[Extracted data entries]
════
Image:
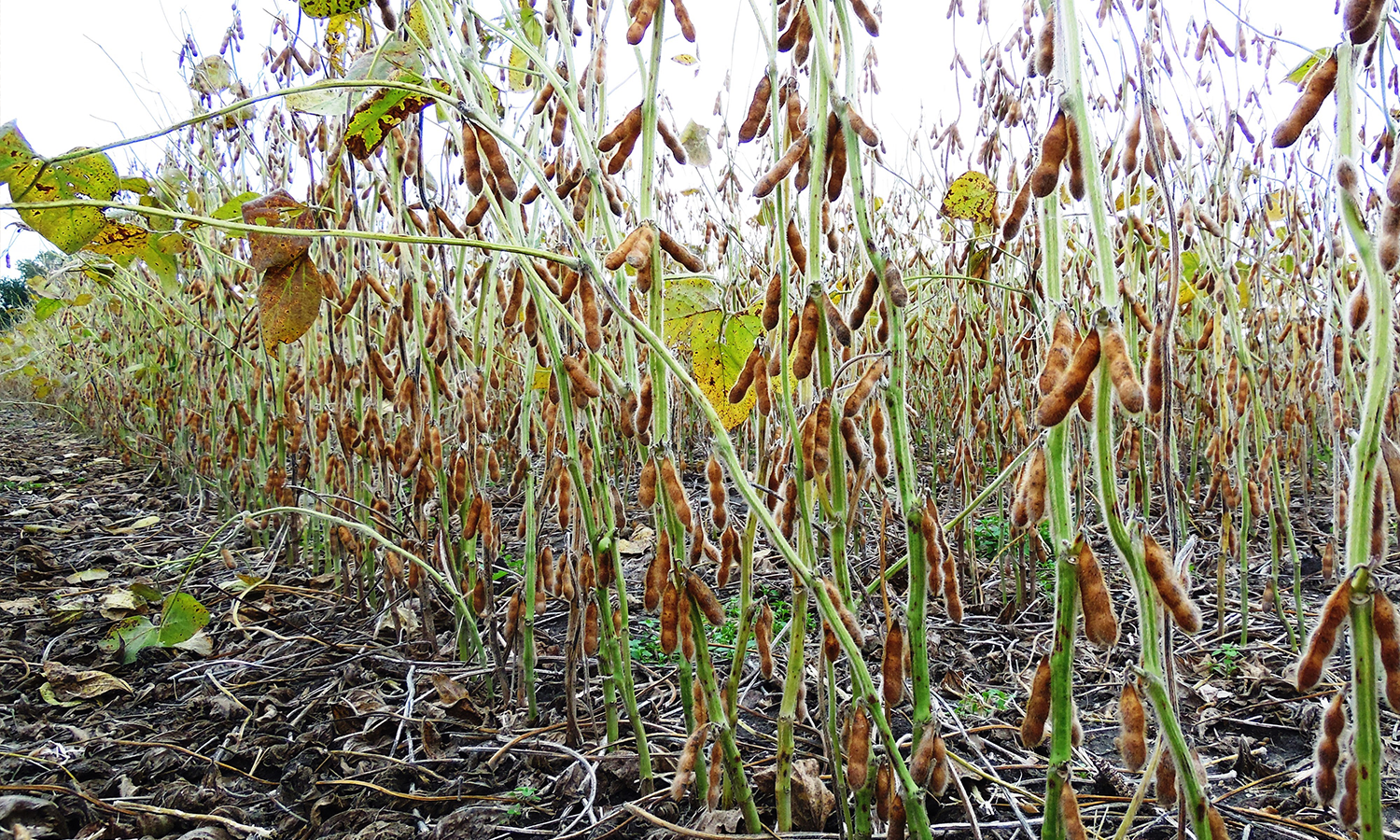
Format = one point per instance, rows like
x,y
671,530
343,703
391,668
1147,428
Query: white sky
════
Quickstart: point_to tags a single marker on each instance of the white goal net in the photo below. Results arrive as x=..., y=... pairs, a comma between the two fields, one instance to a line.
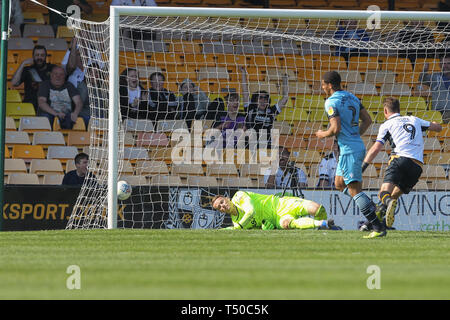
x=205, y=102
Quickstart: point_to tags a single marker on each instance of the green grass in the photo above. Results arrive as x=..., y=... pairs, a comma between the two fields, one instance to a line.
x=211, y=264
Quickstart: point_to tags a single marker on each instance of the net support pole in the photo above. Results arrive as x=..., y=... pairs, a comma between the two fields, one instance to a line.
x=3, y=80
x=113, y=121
════
-- Instructions to follow --
Reproduce exactly the section above that begins at the line containing "Format = one point per instance, rows like" and ends at the line containing "Query: white sky", leaving out all other lines.

-- Result of the exercise --
Format = one point per instance, rows like
x,y
671,530
343,703
391,668
1147,428
Query: white sky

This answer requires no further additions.